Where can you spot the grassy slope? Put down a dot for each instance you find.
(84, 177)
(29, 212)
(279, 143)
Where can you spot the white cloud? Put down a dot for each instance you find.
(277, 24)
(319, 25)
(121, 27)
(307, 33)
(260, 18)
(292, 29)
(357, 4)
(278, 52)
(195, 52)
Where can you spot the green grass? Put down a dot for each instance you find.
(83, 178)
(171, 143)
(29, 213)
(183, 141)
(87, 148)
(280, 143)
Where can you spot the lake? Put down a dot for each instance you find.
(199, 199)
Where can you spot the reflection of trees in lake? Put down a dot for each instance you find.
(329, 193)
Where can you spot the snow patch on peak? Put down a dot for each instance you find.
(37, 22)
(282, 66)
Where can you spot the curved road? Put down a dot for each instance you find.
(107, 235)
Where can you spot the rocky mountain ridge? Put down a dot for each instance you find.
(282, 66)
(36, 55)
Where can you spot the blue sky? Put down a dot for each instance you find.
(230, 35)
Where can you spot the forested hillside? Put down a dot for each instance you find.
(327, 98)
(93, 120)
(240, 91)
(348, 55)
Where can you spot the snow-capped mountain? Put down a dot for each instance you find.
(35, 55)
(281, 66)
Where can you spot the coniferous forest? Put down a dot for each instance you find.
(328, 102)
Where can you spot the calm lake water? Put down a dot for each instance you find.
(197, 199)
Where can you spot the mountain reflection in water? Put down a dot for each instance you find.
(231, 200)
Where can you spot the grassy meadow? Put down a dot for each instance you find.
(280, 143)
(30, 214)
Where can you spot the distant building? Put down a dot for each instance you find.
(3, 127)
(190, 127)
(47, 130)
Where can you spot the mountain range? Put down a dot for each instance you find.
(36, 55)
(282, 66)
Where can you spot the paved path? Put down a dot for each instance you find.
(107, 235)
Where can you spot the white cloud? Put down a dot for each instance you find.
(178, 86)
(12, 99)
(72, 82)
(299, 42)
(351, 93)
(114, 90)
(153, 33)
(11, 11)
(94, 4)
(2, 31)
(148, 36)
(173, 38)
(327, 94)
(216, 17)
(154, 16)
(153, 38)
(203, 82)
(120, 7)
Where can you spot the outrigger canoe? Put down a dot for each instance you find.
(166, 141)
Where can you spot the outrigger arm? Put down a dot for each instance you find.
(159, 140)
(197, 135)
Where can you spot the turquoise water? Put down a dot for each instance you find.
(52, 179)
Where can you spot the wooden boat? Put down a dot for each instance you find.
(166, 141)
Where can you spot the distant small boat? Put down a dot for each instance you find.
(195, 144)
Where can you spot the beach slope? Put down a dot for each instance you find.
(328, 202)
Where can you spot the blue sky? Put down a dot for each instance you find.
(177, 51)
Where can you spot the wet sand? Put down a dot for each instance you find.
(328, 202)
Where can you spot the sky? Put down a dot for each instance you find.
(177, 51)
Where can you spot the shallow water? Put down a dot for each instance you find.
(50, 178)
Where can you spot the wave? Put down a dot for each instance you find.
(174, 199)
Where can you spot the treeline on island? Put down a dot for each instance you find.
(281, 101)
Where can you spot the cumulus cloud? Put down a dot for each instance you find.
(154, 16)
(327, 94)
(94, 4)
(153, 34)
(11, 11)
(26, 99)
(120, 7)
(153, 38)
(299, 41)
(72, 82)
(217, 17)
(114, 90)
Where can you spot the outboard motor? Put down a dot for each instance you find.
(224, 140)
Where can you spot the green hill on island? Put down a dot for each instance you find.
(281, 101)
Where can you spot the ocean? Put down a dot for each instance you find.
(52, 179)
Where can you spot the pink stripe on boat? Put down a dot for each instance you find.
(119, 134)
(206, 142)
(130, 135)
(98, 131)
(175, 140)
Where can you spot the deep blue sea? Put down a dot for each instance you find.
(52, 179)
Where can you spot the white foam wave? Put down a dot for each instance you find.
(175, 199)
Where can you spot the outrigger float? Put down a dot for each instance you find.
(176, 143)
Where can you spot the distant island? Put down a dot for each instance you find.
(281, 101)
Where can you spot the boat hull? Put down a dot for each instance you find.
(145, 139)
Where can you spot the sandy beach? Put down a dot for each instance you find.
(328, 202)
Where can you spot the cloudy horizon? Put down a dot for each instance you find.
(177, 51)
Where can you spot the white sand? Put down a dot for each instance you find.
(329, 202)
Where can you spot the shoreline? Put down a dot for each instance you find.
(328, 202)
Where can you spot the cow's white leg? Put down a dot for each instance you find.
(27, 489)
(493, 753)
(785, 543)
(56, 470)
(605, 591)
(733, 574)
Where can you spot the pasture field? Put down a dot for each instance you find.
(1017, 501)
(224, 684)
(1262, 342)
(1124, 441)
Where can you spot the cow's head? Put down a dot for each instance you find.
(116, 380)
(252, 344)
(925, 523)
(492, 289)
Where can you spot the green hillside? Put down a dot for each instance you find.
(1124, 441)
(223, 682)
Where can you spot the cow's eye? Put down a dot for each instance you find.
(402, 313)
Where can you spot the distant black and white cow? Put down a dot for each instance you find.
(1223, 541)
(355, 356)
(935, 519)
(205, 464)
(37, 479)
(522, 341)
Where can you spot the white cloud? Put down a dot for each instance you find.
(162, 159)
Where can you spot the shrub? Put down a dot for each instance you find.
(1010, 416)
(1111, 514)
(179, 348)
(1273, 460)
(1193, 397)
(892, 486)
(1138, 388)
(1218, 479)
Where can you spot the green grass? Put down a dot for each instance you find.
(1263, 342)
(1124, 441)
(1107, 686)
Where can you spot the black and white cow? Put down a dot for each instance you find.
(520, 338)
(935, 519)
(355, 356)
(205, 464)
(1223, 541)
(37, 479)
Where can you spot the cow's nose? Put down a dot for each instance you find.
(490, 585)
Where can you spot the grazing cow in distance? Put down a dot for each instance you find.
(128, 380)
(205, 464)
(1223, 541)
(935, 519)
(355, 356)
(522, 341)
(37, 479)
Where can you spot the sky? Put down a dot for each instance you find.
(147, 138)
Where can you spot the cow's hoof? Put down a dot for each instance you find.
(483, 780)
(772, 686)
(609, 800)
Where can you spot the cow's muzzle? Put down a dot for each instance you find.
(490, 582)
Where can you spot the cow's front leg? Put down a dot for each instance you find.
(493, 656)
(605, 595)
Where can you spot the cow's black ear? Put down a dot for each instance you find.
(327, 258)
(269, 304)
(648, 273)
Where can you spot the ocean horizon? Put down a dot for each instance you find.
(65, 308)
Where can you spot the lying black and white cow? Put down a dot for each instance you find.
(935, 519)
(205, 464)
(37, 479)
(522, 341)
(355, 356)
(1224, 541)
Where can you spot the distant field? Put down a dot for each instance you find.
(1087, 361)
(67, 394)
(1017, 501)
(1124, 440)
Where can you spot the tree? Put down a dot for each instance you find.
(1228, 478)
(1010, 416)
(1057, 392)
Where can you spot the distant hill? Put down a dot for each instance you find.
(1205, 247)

Work item :: Leaving every word in place, retype all of the listing.

Exercise response ::
Where can you spot the grassy slope? Put down a dot for each instance you find.
(84, 177)
(29, 212)
(279, 143)
Where can you spot the white cloud? Put down a dot for each instance you find.
(277, 24)
(319, 25)
(121, 27)
(307, 33)
(260, 18)
(292, 29)
(357, 4)
(278, 52)
(195, 52)
Where can you spot the green grass? Put down a dot for each instance you find.
(83, 178)
(171, 143)
(29, 213)
(183, 141)
(87, 148)
(280, 143)
Where can you spot the lake? Put down a dot for each instance you find.
(199, 199)
Where can you spot the reflection of trees in lake? Put down a dot for each instance you find.
(329, 193)
Where can you spot the snow patch on peak? Put down a dot for each instance you find.
(37, 22)
(282, 66)
Where can you spot the curved road? Put down a dot for each instance you find.
(107, 235)
Where can you spot the rocky mountain ridge? Put down a dot for each instance you find.
(282, 66)
(36, 55)
Where can you spot the blue sky? Put down a dot for each instance you find.
(230, 35)
Where can you spot the forested hillside? Put down a dot for each instance you find.
(327, 98)
(93, 120)
(240, 91)
(348, 55)
Where can you spot the snow-capped mountain? Put down a dot for each instance you find.
(35, 55)
(281, 66)
Where can you spot the coniferous forest? Put down a dot for each instance you find.
(328, 102)
Where can you spot the calm lake water? Put down a dot for each instance you find.
(197, 199)
Where can you spot the mountain reflection in water? Put down a dot for each instance you find.
(231, 200)
Where can you spot the grassy meadow? Put down a dot for each instance you find.
(280, 143)
(30, 214)
Where can you spot the distant building? Put down a dot for each instance you find.
(3, 127)
(190, 127)
(47, 130)
Where can you spot the mountain range? Put down a dot for each instance you find.
(36, 55)
(282, 66)
Where can you spot the paved path? Put down a dot for each instance you find.
(107, 235)
Where can you spot the white cloud? Put down a dot for each instance you find.
(178, 86)
(12, 99)
(72, 82)
(299, 42)
(351, 93)
(114, 90)
(153, 33)
(11, 11)
(94, 4)
(2, 31)
(148, 36)
(173, 38)
(327, 94)
(216, 17)
(154, 16)
(153, 38)
(203, 82)
(120, 7)
Where can you spot the outrigger canoe? Put down a dot for each instance you find.
(166, 141)
Where can you spot the outrigger arm? Put down a dot for each instance you find.
(159, 140)
(197, 135)
Where can you spot the turquoise water? Put down a dot for each instance you find.
(52, 179)
Where can you spot the wooden boat? Put down a dot for each instance you find.
(166, 141)
Where can you spot the distant small boat? Put down a dot for each instance you find.
(195, 144)
Where can you spot the beach slope? Put down a dot for each instance you find.
(328, 202)
Where can you spot the blue sky? Put down a dot for each instance you find.
(177, 51)
Where can you spot the wet sand? Put down a dot for each instance you find.
(328, 202)
Where can you spot the sky? Put down a dot for each instance you find.
(177, 51)
Where can you spot the shallow water? Put down a dot for each instance you find.
(50, 178)
Where can you spot the wave? Put down a dot for each instance you find.
(174, 199)
Where can you spot the treeline on island? Put down a dot for each instance you find.
(281, 101)
Where can you spot the cumulus cloud? Put down a dot for each instance you find.
(154, 16)
(327, 94)
(94, 4)
(153, 34)
(11, 11)
(26, 99)
(120, 7)
(153, 38)
(299, 41)
(72, 82)
(217, 17)
(114, 90)
Where can you spot the outboard motor? Put down a dot for each instance you find.
(224, 140)
Where can you spot the green hill on island? Put down a dot for each instance you find.
(281, 101)
Where can you spot the ocean? Put down a dot for each instance you find.
(52, 179)
Where can you spot the pink stripe on boat? Put down a dot for each instance you find.
(119, 134)
(206, 142)
(130, 135)
(98, 131)
(175, 140)
Where can you spot the deep blue sea? Put down a dot for each instance you find.
(52, 179)
Where can you spot the white foam wave? Put down a dot for each instance you find.
(175, 199)
Where can you spot the outrigger float? Put down a dot for each instance you find.
(176, 143)
Where can you spot the distant island? Put down a dot for each instance you find.
(281, 101)
Where can you spot the boat hull? Put down a dot for each instance you find.
(145, 139)
Where can you spot the sandy beach? Put down a dot for each instance you find.
(328, 202)
Where can you spot the cloudy horizon? Put down a dot for each instance you find.
(177, 51)
Where can you spot the white sand? Put down a dot for each instance you find.
(329, 202)
Where can you spot the shoreline? Put down a dot for each instance you find.
(328, 202)
Where can you spot the cow's white leg? Put down a dot for each instance you find.
(27, 489)
(493, 753)
(785, 543)
(56, 470)
(605, 591)
(733, 574)
Where can you spot the pasture field? Put down a dot for each instance you find.
(1017, 501)
(224, 684)
(1262, 342)
(1124, 441)
Where can you spot the cow's head? Put down a dot for each instance you find.
(116, 380)
(252, 344)
(925, 523)
(492, 289)
Where can you spot the green hillside? Put down a dot for each instance you find.
(1124, 441)
(223, 682)
Where can you spot the cow's eye? Put down a dot for each instance you find.
(402, 313)
Where can you spot the distant black and white cow? Put down a dot for each instance you find.
(1223, 541)
(355, 356)
(935, 519)
(205, 464)
(37, 479)
(522, 341)
Where can you spot the white cloud? Put down a dot for each instance you find.
(162, 159)
Where can you spot the shrub? Put down a dot for each instance you find.
(1010, 416)
(1111, 514)
(179, 348)
(1273, 460)
(1193, 397)
(892, 486)
(1138, 388)
(1218, 479)
Where can you spot the green grass? Put down a dot for each instance you find.
(1263, 342)
(1124, 441)
(1107, 686)
Where can you spot the black and white cow? Put down a dot for each instance you find.
(520, 338)
(935, 519)
(355, 356)
(205, 464)
(1223, 541)
(37, 479)
Where can you spot the cow's nose? Put down a dot for each instance you find.
(490, 585)
Where can you spot the grazing cow in distance? Put down a dot for each instance you find.
(128, 380)
(205, 464)
(1223, 541)
(935, 519)
(355, 356)
(522, 341)
(37, 479)
Where can you spot the sky? Put down a dot for each instance you find.
(147, 138)
Where can you spot the cow's hoof? Put down a dot for each instance you find.
(483, 780)
(772, 686)
(609, 800)
Where can you spot the cow's muzzle? Put down a dot for each instance you find.
(490, 582)
Where can you spot the cow's front leg? Put down a dot for each instance you find.
(493, 656)
(605, 595)
Where can you spot the cow's black ear? Put down a dot for each instance you find.
(327, 258)
(269, 304)
(648, 273)
Where can you spot the ocean horizon? Put down a dot for each instance you find.
(65, 308)
Where can you spot the lying black and white cow? Put down a dot for each instance you find.
(935, 519)
(205, 464)
(37, 479)
(522, 341)
(355, 356)
(1224, 541)
Where can you spot the distant field? Put down a dot for each instance you find.
(1087, 361)
(67, 394)
(1017, 501)
(1124, 440)
Where can you spot the tree? Put down a dot for each instance you find.
(1228, 478)
(1010, 416)
(1057, 392)
Where can you spot the distant hill? Put down a dot for each instance you find.
(1205, 247)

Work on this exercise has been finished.